Problem A:
Restate the passage of the Invisible Man review between "Monday, March 10, 2014" and "layer to it.", inclusive, substituting "puzzle" for each occurrence of "mystery".

Document passage:
⁂
Monday, March 10, 2014

Modern Masterpieces

Reviewing the 100 Best Novels of the 20th Century

by Anne Ferran

Invisible Man

I read Invisible Man (#19 on the Modern Library’s list) for the first time in high school.  It was required reading, as it is deemed a Very Important Novel in American Literature.  At that time it was a complete mystery to me, unfathomable, incomprehensible even at the sentence level.  But it left a mark on me, like a worm furrowed into my consciousness.
            When I read it for the second time some 20 years later, the mystery became intrigue, and on a third reading the intrigue deepened.  This is a very important novel. It is probably the greatest explication of this unique phenomenon that is American racism. It is also the kind of novel you can read again and again, always finding some new layer to it. 
            The story flows in a first-person stream of consciousness from a nameless narrator.  It is full of scenes of violence that are shocking not so much because they are graphic (which they are) but because they are so real.  It is driven by a character who is as off-putting as he is attractive.  He is pained, idealistic, eccentric, angry, ambitious; he is smart, he is weak unless he is strong, he is cynical and loving.  The story is filled as well with all kinds of other lively scenes—it is chock-full, in fact, of action and plot.  The narrator starts by reminiscing about events from his boyhood, his grandfather who’d been born into slavery and whose dying words set seeds of revolt in his heart, the mystifying and frightening ordeals he was forced to endure because he hadn’t yet found a way to resist, and continues on through his increasing formulation of himself against the dominant white world and his intertwining interactions with societies of supposedly like-minded revolutionaries.  What makes it a challenging and intriguing read is the density of it.  There is so much going on—so many thoughts, so many emotions, so many activities, so many people, so much talk.  And the prose itself is dense.  It is full of allusions and wonderful words. It captures dialects. It is humorous.  It is 500 pages of poetry wearing the mantel of a plot-driven narrative.
⁂
Dataset rows:
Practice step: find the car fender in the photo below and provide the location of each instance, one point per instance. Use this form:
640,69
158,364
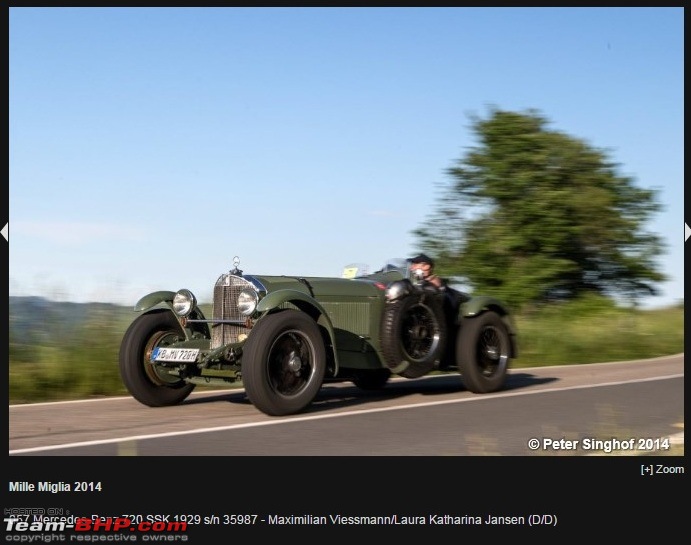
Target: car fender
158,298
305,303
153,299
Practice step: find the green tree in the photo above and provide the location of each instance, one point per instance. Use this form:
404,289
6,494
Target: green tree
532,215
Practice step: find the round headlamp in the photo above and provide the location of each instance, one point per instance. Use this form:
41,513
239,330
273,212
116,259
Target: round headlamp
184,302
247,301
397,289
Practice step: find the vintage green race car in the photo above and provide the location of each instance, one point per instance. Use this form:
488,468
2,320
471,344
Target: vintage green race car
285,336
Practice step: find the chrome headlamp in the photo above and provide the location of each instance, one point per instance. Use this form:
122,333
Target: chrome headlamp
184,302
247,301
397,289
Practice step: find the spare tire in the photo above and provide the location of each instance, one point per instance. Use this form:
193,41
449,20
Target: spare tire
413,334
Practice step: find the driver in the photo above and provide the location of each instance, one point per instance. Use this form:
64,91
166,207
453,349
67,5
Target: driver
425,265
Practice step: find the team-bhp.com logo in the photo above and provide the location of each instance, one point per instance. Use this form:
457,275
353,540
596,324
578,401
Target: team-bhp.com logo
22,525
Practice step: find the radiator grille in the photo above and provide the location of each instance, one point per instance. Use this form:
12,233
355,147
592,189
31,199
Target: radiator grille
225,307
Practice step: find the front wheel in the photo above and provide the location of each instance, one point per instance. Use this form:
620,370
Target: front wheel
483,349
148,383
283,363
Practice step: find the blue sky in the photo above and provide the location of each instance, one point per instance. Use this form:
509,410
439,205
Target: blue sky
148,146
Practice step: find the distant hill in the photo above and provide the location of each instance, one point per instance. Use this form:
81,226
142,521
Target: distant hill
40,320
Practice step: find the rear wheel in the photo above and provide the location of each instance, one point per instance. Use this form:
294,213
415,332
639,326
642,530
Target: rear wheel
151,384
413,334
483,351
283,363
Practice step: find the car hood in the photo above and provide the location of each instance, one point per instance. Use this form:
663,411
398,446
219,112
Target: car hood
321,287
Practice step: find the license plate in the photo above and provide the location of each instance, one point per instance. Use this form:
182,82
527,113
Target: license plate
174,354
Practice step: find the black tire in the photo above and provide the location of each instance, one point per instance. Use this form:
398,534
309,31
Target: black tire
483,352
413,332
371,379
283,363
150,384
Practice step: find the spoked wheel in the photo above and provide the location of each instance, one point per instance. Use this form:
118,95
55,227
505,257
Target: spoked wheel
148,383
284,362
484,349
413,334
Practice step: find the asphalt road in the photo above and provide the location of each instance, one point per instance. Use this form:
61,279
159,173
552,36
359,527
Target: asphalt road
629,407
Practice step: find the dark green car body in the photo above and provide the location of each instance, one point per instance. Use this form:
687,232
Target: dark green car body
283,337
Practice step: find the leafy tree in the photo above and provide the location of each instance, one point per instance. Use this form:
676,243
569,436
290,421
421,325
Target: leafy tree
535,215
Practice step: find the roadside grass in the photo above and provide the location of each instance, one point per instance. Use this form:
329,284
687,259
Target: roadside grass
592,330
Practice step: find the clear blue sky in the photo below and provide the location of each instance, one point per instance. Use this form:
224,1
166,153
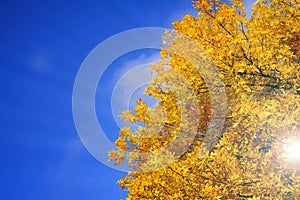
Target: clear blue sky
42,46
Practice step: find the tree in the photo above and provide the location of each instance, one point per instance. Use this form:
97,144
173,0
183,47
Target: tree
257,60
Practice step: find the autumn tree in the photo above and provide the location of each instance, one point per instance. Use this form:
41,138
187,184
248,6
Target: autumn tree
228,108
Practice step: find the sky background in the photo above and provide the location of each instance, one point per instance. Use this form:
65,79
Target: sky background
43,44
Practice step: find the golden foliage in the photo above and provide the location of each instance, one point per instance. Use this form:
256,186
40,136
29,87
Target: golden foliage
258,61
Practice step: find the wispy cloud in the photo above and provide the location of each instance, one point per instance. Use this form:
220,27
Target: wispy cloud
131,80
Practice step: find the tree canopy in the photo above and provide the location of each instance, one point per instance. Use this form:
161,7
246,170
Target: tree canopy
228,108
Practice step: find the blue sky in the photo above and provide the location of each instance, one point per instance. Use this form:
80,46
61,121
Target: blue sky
⁂
Problem B:
Count the lines of the records that contain the string "fender", and reply with that number alone.

Written answer A:
Monday, March 10, 2014

Modern Masterpieces

Reviewing the 100 Best Novels of the 20th Century

by Anne Ferran

Invisible Man

I read Invisible Man (#19 on the Modern Library’s list) for the first time in high school.  It was required reading, as it is deemed a Very Important Novel in American Literature.  At that time it was a complete puzzle to me, unfathomable, incomprehensible even at the sentence level.  But it left a mark on me, like a worm furrowed into my consciousness.
            When I read it for the second time some 20 years later, the puzzle became intrigue, and on a third reading the intrigue deepened.  This is a very important novel. It is probably the greatest explication of this unique phenomenon that is American racism. It is also the kind of novel you can read again and again, always finding some new layer to it.

Written answer B:
2